### WHAT THE TASK ASKS
Reproduce verbatim the stretch of the records from the line containing "Target — concrete retaining wall" through the line containing "column 446, row 261", including both of those lines.

-- begin --

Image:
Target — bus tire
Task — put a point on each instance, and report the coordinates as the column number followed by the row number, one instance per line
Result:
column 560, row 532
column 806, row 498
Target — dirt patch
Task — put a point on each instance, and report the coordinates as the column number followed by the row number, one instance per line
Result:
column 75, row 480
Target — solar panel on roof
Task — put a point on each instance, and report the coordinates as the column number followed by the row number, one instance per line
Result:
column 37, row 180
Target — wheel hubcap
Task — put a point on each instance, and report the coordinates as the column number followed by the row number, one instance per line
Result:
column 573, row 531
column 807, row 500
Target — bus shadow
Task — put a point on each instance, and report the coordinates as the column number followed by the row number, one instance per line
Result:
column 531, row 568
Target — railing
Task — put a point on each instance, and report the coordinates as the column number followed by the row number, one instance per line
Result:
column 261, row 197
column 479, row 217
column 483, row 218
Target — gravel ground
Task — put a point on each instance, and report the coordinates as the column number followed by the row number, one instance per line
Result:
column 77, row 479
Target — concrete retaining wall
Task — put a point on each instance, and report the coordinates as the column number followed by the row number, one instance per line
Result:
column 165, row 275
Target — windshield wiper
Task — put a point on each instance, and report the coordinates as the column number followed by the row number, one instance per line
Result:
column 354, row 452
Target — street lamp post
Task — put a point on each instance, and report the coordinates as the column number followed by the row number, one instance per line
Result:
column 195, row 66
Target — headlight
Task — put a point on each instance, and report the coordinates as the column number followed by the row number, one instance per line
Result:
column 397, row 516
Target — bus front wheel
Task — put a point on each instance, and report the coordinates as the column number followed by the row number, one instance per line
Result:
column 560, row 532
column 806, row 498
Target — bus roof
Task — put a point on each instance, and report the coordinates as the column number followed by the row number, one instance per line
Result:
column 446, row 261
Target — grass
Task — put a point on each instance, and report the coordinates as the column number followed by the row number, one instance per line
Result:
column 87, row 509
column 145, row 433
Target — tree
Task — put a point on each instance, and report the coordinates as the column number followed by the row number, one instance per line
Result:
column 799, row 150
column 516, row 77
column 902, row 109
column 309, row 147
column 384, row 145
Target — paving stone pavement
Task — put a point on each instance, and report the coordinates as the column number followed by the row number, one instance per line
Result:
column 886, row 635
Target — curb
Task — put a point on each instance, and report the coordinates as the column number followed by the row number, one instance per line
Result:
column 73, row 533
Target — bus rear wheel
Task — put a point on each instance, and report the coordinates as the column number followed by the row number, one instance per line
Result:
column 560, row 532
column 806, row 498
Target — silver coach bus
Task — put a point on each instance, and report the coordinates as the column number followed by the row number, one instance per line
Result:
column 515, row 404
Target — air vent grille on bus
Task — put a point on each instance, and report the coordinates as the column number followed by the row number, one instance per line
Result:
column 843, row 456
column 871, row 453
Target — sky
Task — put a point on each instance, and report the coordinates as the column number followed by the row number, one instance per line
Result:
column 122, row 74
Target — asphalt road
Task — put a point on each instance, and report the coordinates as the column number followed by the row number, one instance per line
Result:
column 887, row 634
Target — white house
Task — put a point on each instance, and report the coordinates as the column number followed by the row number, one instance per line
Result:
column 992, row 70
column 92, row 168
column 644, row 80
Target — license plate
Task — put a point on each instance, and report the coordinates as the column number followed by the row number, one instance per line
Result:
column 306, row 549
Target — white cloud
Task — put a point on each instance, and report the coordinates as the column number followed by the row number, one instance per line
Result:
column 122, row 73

-- end --

### SOLUTION TO THIS EXERCISE
Target — concrete retaining wall
Task — put a point on each instance, and report the coordinates as the column number followed by the row number, one instance per line
Result:
column 165, row 275
Target — windshield wiper
Task — put a point on each instance, and report the coordinates as the column number followed by the row number, one instance per line
Result:
column 354, row 452
Target — street lamp post
Task — put a point on each instance, and report the coordinates as the column number followed by the row number, one instance per line
Result:
column 195, row 66
Target — headlight
Task — put a point on each instance, and report the coordinates as the column number followed by the row number, one instance per line
Result:
column 397, row 516
Target — bus front wheel
Task — put a point on each instance, and report the coordinates as the column number followed by the row number, one instance per line
Result:
column 560, row 532
column 806, row 498
Target — bus roof
Task — put a point on each instance, and report the coordinates as the column number followed by the row number, one instance per line
Result:
column 446, row 261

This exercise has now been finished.